ASSIGNMENT:
Continue the piece on the Workers' Compensation statute of limitations from its last sentence, keeping the same voice and tip-by-tip format.

#### TEXT PROVIDED ####

One of the most formulaic but deceptively “easy” parts in Workers’ Compensation law is the statute of limitations provision, section 440.19.  The statute of limitations is a provision that terminates an employee’s right to claim benefits or sue for compensation and damages unless the person meets certain conditions.  In essence, an employee must file a lawsuit (or Petition for Benefits) before the time expires or their right to claim benefits ends forever.  It is designed to give employers a reasonable time expectation as to how long an employee is entitled to receive benefits.  No employer likes waiting forever to see if a claim is still open.  However, the exceptions to this provision are based on an employee’s knowledge of his obligation under the provision.  The best advice for an employer is to provide information and documentation to the employee, and I offer a few tips.

The time frames to the statute of limitations are explicit: an employee has two years to file a Petition for Benefits from the date of accident and one year after the last date of received benefits. 

TIP 1:  Document every date of accident that occurs in your office, no matter how minor the accident or even if the employee denies an injury took place.  This establishes a clear record of when the date of accident is and when the two year clock begins.  Also, note in your accident report that medical treatment was offered and if the offer was accepted or declined by the employee.  This will document an injury in situations when a medical record is not generated.

#### EXTRACTED DATA ####

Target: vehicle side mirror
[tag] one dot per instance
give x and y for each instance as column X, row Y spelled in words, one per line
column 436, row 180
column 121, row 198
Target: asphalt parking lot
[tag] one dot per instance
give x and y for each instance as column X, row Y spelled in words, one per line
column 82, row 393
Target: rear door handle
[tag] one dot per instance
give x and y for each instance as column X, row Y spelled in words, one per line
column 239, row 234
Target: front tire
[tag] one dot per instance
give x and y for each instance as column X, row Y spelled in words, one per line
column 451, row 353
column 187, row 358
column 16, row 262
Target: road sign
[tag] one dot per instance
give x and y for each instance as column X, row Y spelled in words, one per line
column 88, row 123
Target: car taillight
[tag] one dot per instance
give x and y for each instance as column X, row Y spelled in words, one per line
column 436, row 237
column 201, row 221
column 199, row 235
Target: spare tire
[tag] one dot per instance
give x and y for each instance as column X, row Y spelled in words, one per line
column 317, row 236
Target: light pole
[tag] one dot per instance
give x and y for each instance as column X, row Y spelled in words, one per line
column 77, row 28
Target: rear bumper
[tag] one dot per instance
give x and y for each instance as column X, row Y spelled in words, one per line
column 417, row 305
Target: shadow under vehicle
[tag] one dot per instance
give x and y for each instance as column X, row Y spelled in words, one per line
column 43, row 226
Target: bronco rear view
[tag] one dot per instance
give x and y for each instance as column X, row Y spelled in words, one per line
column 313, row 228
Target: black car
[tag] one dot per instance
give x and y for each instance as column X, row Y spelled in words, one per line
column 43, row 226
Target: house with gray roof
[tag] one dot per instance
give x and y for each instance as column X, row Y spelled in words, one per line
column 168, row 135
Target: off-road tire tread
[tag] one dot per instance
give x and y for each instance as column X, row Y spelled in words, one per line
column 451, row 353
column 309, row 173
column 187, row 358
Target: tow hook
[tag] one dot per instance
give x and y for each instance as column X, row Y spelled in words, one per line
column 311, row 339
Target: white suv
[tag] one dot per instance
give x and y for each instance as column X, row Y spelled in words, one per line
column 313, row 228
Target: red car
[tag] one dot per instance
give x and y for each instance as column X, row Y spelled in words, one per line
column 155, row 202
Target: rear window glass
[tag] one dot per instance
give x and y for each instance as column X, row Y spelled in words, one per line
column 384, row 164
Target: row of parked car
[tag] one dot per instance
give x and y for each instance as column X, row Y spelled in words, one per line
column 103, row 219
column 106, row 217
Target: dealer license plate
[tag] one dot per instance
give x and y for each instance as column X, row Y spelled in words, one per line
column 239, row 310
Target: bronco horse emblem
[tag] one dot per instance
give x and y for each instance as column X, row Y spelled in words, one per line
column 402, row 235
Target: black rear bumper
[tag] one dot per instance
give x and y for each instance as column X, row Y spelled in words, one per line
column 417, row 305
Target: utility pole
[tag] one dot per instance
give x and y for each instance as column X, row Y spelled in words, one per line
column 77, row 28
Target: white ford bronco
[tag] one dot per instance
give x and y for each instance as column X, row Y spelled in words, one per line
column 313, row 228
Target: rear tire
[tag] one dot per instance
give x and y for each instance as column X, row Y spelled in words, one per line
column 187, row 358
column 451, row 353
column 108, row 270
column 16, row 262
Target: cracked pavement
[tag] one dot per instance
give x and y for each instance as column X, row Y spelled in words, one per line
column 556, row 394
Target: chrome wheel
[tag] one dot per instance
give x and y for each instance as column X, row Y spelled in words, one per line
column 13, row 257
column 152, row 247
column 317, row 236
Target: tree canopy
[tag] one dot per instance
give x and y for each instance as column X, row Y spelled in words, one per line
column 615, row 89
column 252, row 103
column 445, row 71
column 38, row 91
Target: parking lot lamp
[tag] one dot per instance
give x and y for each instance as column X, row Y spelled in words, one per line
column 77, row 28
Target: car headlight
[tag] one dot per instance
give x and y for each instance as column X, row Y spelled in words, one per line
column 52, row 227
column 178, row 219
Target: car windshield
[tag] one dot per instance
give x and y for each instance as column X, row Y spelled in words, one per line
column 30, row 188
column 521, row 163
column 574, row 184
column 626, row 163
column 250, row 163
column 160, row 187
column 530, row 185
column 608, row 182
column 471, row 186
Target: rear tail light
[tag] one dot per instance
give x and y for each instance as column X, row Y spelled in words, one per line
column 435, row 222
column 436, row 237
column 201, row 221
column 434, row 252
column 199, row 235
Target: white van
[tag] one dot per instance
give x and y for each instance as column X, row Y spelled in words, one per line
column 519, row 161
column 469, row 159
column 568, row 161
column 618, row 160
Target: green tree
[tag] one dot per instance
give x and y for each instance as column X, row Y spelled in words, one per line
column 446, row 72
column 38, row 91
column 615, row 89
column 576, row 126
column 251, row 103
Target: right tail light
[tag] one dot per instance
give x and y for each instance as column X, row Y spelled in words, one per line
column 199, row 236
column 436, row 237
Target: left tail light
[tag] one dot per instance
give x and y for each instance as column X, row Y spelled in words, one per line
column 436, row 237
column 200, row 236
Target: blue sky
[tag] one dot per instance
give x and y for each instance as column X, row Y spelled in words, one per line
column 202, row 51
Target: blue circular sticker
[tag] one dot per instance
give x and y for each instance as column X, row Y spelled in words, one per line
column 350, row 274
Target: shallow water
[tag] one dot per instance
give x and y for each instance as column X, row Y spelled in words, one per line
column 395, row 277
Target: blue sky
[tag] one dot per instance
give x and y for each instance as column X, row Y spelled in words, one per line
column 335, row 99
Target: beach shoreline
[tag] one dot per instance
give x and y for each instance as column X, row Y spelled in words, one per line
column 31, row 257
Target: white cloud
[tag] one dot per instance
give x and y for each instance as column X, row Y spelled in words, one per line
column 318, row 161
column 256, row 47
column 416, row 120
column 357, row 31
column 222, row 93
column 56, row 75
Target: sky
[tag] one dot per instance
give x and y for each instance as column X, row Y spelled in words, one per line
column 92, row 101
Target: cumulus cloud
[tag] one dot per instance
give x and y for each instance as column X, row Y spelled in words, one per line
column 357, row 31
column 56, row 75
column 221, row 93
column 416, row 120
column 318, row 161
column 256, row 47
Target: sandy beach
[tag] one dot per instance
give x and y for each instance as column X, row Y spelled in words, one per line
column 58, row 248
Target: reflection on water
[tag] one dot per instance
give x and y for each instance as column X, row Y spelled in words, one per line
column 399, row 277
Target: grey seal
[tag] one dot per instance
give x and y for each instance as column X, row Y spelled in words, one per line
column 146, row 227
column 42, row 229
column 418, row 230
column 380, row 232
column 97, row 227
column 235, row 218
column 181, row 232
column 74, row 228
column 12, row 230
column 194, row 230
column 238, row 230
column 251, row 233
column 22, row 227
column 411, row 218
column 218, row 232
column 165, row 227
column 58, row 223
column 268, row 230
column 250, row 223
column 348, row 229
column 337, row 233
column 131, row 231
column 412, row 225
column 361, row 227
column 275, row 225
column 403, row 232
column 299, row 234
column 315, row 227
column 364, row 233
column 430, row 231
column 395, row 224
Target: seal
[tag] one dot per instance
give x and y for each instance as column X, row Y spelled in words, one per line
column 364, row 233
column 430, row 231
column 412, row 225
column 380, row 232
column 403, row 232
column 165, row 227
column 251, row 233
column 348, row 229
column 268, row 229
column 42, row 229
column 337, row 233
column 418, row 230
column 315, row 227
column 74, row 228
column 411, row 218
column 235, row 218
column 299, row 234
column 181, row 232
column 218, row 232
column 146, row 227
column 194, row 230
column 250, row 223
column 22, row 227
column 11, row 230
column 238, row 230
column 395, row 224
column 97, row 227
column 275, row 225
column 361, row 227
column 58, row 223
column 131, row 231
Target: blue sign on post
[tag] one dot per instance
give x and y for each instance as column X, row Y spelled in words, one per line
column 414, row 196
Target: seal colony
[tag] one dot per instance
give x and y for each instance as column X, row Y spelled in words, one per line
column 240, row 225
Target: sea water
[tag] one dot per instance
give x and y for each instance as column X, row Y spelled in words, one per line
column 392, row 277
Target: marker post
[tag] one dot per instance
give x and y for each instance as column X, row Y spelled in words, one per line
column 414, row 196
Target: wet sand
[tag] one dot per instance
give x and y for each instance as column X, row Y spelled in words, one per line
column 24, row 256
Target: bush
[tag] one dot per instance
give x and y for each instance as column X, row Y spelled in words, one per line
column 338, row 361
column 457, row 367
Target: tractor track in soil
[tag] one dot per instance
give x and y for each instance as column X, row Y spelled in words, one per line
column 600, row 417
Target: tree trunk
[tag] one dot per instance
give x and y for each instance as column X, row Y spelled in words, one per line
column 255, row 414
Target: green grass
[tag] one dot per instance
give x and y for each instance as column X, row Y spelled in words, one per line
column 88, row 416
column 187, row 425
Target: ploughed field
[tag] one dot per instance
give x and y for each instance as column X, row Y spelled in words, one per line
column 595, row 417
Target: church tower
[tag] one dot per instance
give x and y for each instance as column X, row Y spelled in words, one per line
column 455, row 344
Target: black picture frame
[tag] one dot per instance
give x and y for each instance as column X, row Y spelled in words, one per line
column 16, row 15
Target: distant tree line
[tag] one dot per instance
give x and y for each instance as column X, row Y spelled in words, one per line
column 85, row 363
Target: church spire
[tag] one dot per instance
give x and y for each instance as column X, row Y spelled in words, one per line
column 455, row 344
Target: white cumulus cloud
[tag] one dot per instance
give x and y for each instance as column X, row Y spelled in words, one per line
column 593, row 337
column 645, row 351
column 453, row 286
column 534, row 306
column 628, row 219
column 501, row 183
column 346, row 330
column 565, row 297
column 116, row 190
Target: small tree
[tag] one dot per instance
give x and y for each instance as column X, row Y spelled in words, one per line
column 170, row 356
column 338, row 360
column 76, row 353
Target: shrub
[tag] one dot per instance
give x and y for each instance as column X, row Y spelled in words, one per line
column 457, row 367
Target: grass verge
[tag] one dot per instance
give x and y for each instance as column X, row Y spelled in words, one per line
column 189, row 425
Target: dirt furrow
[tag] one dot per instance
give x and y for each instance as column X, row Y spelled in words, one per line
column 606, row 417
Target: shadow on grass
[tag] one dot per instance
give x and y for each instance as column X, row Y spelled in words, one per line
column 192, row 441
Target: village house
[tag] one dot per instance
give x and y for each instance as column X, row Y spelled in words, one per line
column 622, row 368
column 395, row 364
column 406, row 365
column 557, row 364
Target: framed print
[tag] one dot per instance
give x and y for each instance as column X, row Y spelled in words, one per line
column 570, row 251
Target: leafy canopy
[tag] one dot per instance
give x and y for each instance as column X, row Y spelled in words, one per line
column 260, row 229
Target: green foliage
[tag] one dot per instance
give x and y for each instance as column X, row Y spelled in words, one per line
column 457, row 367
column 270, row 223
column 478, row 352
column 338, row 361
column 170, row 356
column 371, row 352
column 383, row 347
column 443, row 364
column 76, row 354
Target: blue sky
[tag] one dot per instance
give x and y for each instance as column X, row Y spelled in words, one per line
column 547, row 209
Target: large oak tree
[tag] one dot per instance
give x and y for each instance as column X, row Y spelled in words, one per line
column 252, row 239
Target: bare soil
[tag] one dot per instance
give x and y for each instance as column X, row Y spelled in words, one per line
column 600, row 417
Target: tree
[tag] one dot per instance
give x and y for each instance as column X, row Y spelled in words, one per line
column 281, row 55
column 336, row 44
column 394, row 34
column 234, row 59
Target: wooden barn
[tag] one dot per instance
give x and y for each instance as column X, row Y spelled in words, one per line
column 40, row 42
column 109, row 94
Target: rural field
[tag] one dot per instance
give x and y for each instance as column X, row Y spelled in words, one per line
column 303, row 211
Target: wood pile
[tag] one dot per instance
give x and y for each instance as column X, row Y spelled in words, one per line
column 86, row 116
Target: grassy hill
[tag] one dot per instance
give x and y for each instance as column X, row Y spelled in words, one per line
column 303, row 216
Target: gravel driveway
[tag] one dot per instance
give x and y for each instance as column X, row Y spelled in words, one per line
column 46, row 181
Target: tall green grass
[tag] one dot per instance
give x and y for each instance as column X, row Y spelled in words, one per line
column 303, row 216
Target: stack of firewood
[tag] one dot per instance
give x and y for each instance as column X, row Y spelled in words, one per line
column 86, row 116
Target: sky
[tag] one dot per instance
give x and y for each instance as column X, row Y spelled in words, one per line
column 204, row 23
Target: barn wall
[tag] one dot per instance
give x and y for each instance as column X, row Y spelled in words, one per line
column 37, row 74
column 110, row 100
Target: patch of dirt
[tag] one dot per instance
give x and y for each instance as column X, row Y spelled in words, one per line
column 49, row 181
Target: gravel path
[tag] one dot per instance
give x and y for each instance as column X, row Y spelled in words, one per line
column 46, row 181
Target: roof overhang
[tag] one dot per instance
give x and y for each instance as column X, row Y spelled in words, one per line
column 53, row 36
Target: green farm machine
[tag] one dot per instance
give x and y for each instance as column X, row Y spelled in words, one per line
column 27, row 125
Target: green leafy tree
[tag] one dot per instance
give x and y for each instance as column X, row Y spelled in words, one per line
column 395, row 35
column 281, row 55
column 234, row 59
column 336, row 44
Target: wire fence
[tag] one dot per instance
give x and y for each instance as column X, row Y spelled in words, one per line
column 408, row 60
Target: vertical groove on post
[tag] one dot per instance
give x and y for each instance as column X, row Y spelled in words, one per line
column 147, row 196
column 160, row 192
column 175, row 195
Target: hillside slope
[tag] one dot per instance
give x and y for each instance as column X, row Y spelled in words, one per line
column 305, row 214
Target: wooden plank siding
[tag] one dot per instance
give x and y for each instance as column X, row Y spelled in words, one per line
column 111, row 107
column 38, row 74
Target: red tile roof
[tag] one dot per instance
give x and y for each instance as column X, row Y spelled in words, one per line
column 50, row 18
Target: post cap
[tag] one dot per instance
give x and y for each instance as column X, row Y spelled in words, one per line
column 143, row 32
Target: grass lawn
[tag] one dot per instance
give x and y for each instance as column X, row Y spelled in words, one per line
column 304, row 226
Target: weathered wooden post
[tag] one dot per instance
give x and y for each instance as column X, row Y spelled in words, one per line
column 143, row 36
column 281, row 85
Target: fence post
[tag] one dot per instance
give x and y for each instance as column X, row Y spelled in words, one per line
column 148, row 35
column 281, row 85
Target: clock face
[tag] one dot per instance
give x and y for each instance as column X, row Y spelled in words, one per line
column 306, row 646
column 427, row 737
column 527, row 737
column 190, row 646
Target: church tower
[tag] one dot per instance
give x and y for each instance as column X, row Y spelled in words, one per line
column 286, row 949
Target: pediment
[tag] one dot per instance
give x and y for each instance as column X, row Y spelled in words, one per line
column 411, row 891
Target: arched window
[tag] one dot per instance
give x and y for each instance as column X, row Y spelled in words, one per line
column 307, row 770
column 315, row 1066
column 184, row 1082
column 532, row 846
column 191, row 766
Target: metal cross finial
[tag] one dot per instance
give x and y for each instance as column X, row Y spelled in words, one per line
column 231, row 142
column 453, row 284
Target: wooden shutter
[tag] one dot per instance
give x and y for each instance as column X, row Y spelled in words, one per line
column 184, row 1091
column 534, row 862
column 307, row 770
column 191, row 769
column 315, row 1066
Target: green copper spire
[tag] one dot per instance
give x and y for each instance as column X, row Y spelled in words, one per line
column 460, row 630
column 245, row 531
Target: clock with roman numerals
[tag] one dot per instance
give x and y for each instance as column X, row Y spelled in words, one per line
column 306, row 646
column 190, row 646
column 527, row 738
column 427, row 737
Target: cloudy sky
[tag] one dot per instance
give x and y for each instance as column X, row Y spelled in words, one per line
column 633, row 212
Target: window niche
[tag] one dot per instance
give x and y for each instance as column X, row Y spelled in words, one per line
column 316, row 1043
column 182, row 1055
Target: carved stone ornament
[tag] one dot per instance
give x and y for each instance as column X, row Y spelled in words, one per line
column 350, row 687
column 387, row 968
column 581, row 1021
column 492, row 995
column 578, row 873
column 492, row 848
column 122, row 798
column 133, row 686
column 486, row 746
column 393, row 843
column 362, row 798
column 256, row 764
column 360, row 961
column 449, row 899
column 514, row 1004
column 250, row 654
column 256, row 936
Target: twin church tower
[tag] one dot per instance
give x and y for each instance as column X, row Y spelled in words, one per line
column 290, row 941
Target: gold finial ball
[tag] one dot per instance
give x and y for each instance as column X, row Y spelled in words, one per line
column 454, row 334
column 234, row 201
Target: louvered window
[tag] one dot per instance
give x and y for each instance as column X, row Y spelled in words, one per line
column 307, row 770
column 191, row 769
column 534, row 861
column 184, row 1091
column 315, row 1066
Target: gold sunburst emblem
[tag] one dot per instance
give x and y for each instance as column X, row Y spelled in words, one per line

####

EXERCISE RESPONSE:
The second clock begins one year after the last date the injured worker receives benefits, either medical or wages.  More likely than not, the last date of benefits is medical in nature.  Many injured workers will have to keep their claim alive by seeing a doctor once a year.  If they do not, and fail to file a Petition for Benefits within a year of the last date of treatment, then the claim “expires.”  An exception to this part of the provision is if the employer or their carrier failed to inform the employee of their rights, even if unintentionally.  Therefore, a common excuse for an employee who lets her claim expire is that she didn’t know she had to see a doctor once a year.

The burden then shifts to the employer to show otherwise.  Most carriers have a system in place where they forward a pamphlet created by the Florida Department of Financial Services explaining the statue of limitations.  But, this procedure is so perfunctory, and often computer generated that is difficult to locate a “live” person who can testify to sending the pamphlet to the employee.  An employer should take the initiative to informing all employees in advance.

TIP 2:  As an employer, insure that your employees have this pamphlet in their hands immediately, either when completing the accident report or mailed to their address via certified mail.  You can locate a complete pdf file of the pamphlet at the Department’s website here. 

One cannot have enough information, particularly when it concerns Workers’ Compensation in the State of Florida.  Educating your employees about the statute of limitations will not only protect their rights but protect yourself from protracted and unnecessary litigation.